Please state how many lines in the records below contain the word "locate", giving only the number.

===== DATA FOR THIS EXERCISE =====

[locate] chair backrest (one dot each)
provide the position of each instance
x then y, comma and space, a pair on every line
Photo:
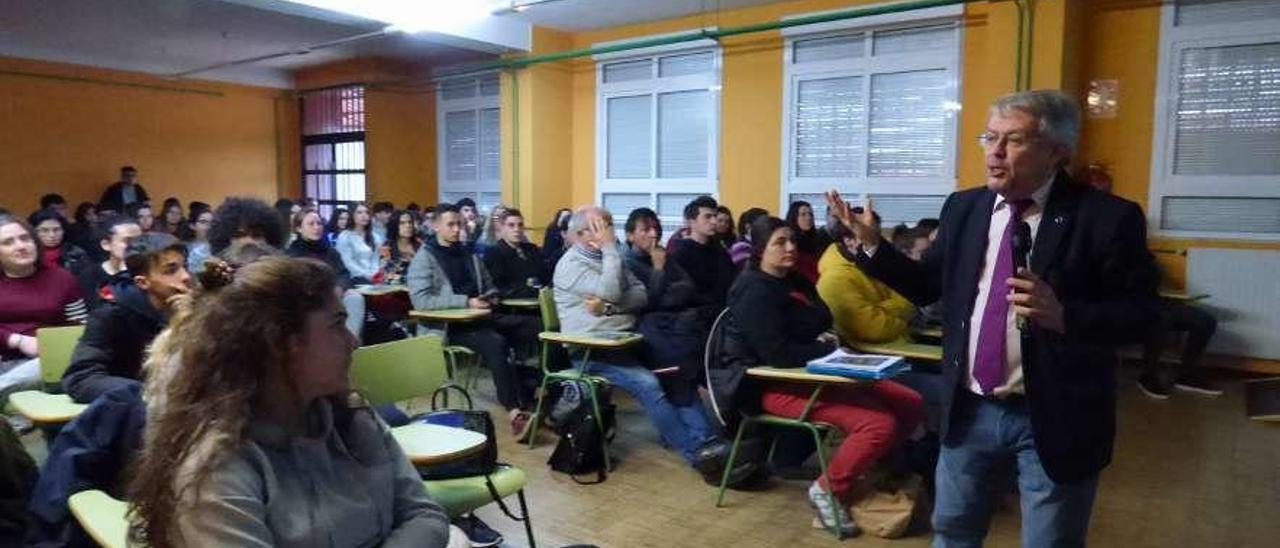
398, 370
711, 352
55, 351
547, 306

=====
===== DATA FOR THIS EXERCISE =====

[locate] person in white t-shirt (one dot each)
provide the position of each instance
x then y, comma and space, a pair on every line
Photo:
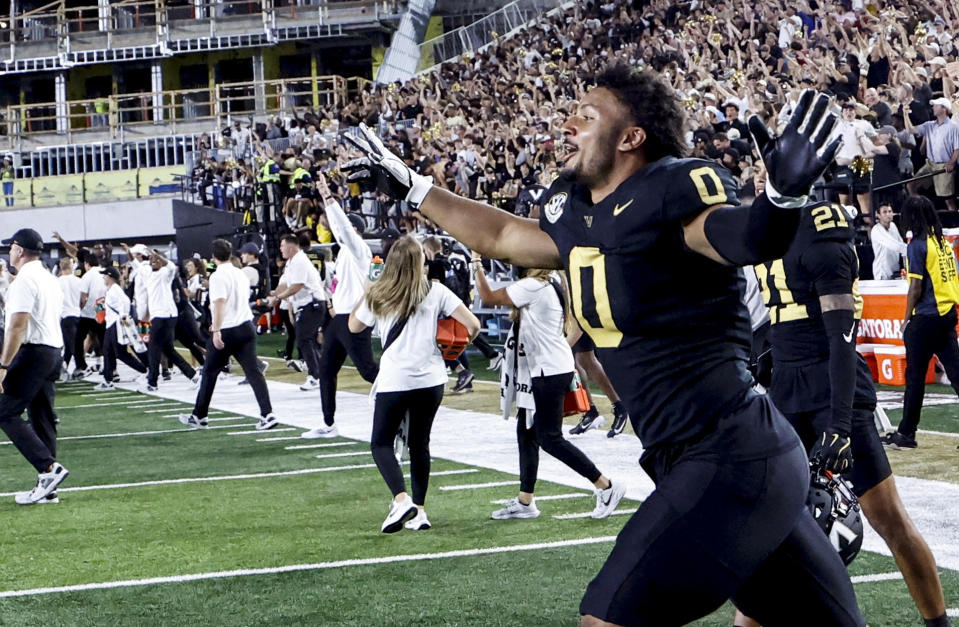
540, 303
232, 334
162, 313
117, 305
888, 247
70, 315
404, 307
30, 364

=====

## PROBLEM SOLUTION
2